▶ [READING TEXT]:
========================================================================
The resignation is effective when the notice is received by the
corporation unless the notice specifies a later effective date.

        Any officer or agent may be removed at any time with or without
cause by the board of directors or an officer or officers authorized by the
board.  Such removal does not affect the contract rights, if any, of the
corporation or of the person so removed.  The appointment of an officer
or agent shall not in itself create contract rights.

        Section 4.      Vacancies.  A vacancy in any office, however
occurring, may be filled by the board of directors, or by the officer or
officers authorized by the board, for the unexpired portion of the
officer's term.  If an officer resigns and his resignation is made effective
at a later date, the board of directors, or officer or officers authorized
by the board, may permit the officer to remain in office until the
effective date and may fill the pending vacancy before the effective date
if the board of directors or officer or officers authorized by the board
provide that the successor shall not take office until the effective date.
========================================================================
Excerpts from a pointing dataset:
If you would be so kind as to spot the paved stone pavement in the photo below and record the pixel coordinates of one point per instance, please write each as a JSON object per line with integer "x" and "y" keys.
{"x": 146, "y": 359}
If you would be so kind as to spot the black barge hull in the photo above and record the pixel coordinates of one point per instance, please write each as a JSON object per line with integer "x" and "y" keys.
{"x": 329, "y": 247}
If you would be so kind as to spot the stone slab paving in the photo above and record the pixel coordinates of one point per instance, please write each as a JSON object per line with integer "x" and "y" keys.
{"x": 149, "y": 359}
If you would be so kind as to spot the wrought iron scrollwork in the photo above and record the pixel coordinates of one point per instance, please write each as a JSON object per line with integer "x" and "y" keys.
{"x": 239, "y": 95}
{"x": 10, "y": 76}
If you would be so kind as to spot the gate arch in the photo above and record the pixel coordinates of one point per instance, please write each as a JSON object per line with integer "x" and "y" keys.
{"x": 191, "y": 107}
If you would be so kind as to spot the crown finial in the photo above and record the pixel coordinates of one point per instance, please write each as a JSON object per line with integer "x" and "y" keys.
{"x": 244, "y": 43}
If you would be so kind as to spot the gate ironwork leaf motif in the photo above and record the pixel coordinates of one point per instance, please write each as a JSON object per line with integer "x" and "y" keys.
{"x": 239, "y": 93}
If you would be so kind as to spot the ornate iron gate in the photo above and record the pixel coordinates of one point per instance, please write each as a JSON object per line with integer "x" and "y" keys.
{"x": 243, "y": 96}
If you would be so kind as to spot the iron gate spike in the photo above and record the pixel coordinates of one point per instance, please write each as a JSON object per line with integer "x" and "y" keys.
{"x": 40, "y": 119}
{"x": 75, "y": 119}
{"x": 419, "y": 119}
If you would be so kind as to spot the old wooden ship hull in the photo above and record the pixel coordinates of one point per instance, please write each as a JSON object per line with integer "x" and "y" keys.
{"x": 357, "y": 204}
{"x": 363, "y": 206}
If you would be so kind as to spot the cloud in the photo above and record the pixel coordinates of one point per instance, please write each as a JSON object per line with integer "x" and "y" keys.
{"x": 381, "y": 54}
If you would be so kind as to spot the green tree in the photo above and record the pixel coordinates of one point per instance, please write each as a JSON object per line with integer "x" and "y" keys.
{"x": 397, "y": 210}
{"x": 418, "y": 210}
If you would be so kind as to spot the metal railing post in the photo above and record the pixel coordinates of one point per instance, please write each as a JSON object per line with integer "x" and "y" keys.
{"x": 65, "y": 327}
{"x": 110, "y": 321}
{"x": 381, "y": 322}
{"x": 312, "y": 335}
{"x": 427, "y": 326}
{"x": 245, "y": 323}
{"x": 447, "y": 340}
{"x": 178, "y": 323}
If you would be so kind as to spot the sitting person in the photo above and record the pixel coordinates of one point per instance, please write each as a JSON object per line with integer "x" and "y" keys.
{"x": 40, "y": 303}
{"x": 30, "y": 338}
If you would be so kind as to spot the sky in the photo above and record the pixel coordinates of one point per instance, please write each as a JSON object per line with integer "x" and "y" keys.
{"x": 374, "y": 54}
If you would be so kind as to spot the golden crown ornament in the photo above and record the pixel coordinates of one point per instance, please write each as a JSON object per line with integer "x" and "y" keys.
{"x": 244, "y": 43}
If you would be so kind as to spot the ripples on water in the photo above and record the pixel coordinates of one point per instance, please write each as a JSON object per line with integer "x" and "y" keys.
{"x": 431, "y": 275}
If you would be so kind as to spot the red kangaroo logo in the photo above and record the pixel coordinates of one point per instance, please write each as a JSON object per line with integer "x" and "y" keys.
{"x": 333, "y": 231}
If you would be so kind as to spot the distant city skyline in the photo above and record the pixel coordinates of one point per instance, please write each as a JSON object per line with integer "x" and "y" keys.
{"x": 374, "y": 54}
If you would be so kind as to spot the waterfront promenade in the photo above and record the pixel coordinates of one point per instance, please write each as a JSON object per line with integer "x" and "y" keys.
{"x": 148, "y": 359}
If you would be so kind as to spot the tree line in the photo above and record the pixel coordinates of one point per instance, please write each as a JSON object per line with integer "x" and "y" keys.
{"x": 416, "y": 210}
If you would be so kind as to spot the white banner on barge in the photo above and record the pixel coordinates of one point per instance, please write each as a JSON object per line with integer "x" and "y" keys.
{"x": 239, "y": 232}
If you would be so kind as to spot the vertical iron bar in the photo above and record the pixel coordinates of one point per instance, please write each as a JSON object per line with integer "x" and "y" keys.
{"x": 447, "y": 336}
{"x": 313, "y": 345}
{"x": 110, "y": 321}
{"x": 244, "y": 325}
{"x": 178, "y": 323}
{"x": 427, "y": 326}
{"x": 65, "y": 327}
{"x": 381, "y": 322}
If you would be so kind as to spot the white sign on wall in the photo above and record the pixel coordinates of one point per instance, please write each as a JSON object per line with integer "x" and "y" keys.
========================================================================
Please answer these questions using the passage on corporate officers:
1. When does a resignation take effect if the notice names no later date?
2. Does appointing an officer or agent in itself create contract rights?
3. Who may fill a vacancy in an office?

▶ [COMPLETE ANSWER]:
1. When the corporation receives the notice.
2. No.
3. The board of directors, or the officer or officers the board authorizes.